- _Task description_
Your task is to transcribe all the entries exactly, excluding pictures.

- _Dataset extract_
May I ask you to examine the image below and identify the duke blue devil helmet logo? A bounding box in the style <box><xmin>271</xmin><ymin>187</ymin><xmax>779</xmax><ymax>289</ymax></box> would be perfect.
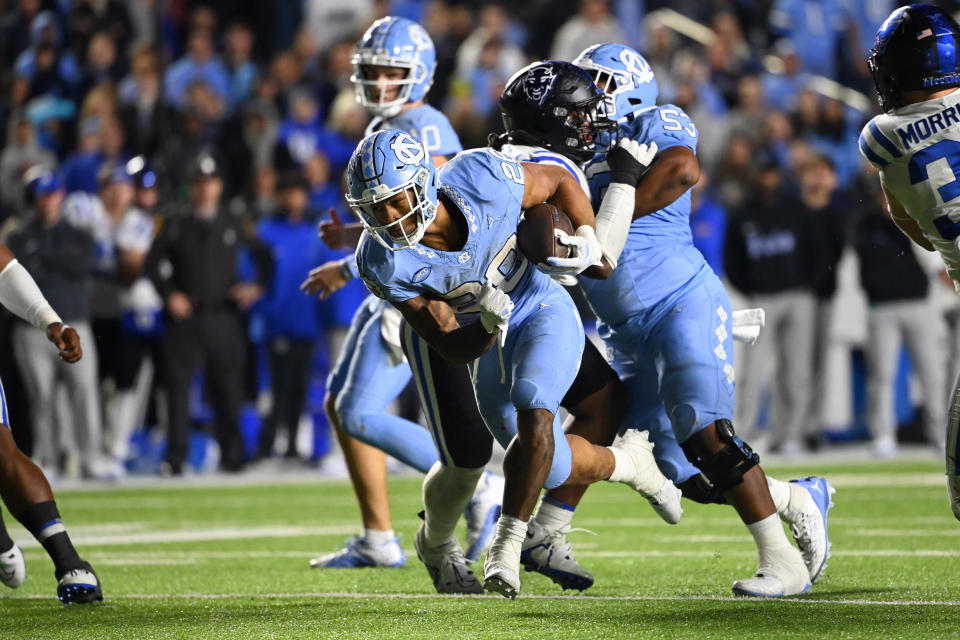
<box><xmin>500</xmin><ymin>60</ymin><xmax>617</xmax><ymax>162</ymax></box>
<box><xmin>346</xmin><ymin>130</ymin><xmax>439</xmax><ymax>250</ymax></box>
<box><xmin>574</xmin><ymin>43</ymin><xmax>659</xmax><ymax>121</ymax></box>
<box><xmin>868</xmin><ymin>4</ymin><xmax>960</xmax><ymax>112</ymax></box>
<box><xmin>351</xmin><ymin>16</ymin><xmax>437</xmax><ymax>118</ymax></box>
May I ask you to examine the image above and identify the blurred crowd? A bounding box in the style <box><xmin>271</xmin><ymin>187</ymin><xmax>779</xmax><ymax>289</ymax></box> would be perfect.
<box><xmin>0</xmin><ymin>0</ymin><xmax>955</xmax><ymax>479</ymax></box>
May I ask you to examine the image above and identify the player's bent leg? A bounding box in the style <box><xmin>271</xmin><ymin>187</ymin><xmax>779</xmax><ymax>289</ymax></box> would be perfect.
<box><xmin>400</xmin><ymin>323</ymin><xmax>501</xmax><ymax>561</ymax></box>
<box><xmin>310</xmin><ymin>393</ymin><xmax>403</xmax><ymax>569</ymax></box>
<box><xmin>521</xmin><ymin>362</ymin><xmax>627</xmax><ymax>593</ymax></box>
<box><xmin>682</xmin><ymin>421</ymin><xmax>809</xmax><ymax>597</ymax></box>
<box><xmin>415</xmin><ymin>463</ymin><xmax>485</xmax><ymax>594</ymax></box>
<box><xmin>0</xmin><ymin>427</ymin><xmax>101</xmax><ymax>603</ymax></box>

- _Result of the task_
May I ask you to examine the image below and identify the duke blue devil helmet logo? A bounding box in the style <box><xmin>271</xmin><ymin>187</ymin><xmax>779</xmax><ymax>289</ymax></box> would be perfect.
<box><xmin>500</xmin><ymin>60</ymin><xmax>617</xmax><ymax>162</ymax></box>
<box><xmin>346</xmin><ymin>130</ymin><xmax>439</xmax><ymax>250</ymax></box>
<box><xmin>574</xmin><ymin>43</ymin><xmax>659</xmax><ymax>121</ymax></box>
<box><xmin>868</xmin><ymin>4</ymin><xmax>960</xmax><ymax>112</ymax></box>
<box><xmin>351</xmin><ymin>16</ymin><xmax>437</xmax><ymax>118</ymax></box>
May I ask you to examine the image above and identify the blurred crowd? A bounding box in the style <box><xmin>271</xmin><ymin>187</ymin><xmax>779</xmax><ymax>289</ymax></box> would be perfect.
<box><xmin>0</xmin><ymin>0</ymin><xmax>955</xmax><ymax>479</ymax></box>
May I ask you to examine the image above and identify the player's bent leg? A bounding box in the style <box><xmin>271</xmin><ymin>187</ymin><xmax>779</xmax><ymax>289</ymax></box> would be perfect.
<box><xmin>400</xmin><ymin>323</ymin><xmax>501</xmax><ymax>561</ymax></box>
<box><xmin>310</xmin><ymin>393</ymin><xmax>403</xmax><ymax>569</ymax></box>
<box><xmin>521</xmin><ymin>362</ymin><xmax>627</xmax><ymax>593</ymax></box>
<box><xmin>682</xmin><ymin>421</ymin><xmax>809</xmax><ymax>597</ymax></box>
<box><xmin>415</xmin><ymin>463</ymin><xmax>485</xmax><ymax>594</ymax></box>
<box><xmin>0</xmin><ymin>427</ymin><xmax>101</xmax><ymax>603</ymax></box>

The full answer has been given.